Only the text is wanted; write out each record below exactly and exclude all pictures.
#### INPUT MATERIAL ####
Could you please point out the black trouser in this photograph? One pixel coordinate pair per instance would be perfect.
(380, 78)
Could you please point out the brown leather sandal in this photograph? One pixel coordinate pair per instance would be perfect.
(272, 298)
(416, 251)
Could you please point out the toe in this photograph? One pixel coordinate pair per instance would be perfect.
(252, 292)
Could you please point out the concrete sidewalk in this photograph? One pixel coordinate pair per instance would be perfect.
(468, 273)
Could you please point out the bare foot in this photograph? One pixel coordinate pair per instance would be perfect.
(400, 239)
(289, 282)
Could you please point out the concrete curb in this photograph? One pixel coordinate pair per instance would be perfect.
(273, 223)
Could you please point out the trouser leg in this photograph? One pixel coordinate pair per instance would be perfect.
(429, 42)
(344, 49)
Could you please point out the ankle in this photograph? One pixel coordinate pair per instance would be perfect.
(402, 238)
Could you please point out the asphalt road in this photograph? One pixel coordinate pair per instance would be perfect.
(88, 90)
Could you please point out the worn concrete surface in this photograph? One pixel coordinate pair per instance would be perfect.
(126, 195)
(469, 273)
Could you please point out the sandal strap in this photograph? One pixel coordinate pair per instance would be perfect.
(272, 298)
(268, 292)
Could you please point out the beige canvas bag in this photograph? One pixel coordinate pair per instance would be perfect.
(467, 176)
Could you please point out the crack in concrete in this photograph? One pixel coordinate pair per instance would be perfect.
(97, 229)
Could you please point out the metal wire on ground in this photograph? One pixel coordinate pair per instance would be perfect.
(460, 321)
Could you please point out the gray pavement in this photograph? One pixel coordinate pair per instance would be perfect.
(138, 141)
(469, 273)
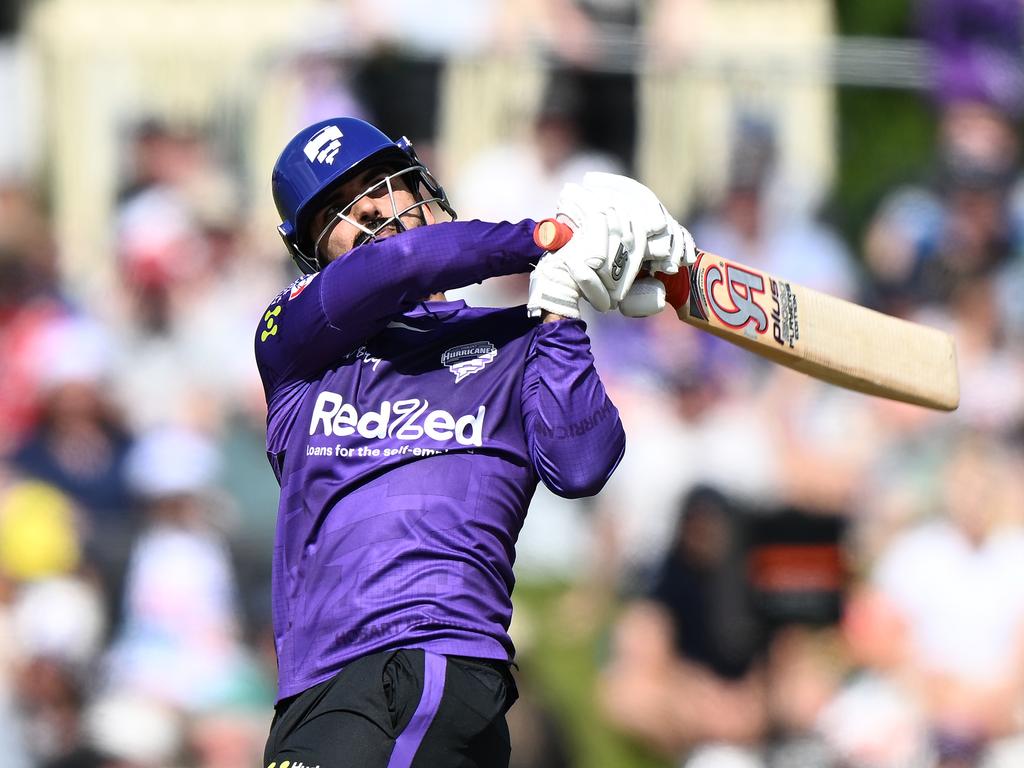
####
### RESULT OF THIS TASK
Could you please point out the black trouser in this photograph? One pixel coordinate pair per instance would be perfect.
(380, 78)
Could you please point out the brown leather sandal in this photograph? One pixel coordinate pair per instance would be perfect.
(272, 298)
(416, 251)
Could you please point out the toe in this photograph? One pixel coordinate pair per instance would be perfect.
(252, 292)
Could you please point out the concrete sidewalk in this photograph? One pixel coordinate pair per instance would be perfect.
(468, 273)
Could you please point out the bare foot in this photograph? One pixel coordinate pair per instance would be perfect.
(400, 239)
(289, 282)
Could you please point out the concrete curb in this photograph? One pixel coordinate pair per instance would be perfect.
(273, 223)
Could you please point out the trouser leg in this photograph? One pixel coordinate pair per instance would be perfect.
(429, 42)
(344, 49)
Could you please point out the ankle in this photograph? One pixel coordinate pair per instance would be perfect.
(402, 238)
Could you please point out the asphalt road in this photograph? One pixel coordinate pair per instance would be perfect.
(88, 90)
Could you please point out the worn concrete surface in this photograph? One pixel coordinate pair per instance would be perfect.
(126, 195)
(469, 273)
Could you please point out the sandal strap in this photograph? One pixel coordinate pair per instance would be perfect.
(272, 298)
(268, 292)
Could you please point out the beige canvas bag in this photograph? One pixel coordinate pair per instance would be perfect.
(467, 176)
Could you please point out the crack in concrete in this photograph? One pixel coordinate pair per instance would be perfect.
(97, 229)
Could you please point out the metal wire on ground in this photograph? One pixel coordinate pair per instance would be perfect.
(460, 321)
Could you please point out the gray pavement in this photograph? One pixel coordinate pair per instance would be perfect.
(138, 141)
(469, 273)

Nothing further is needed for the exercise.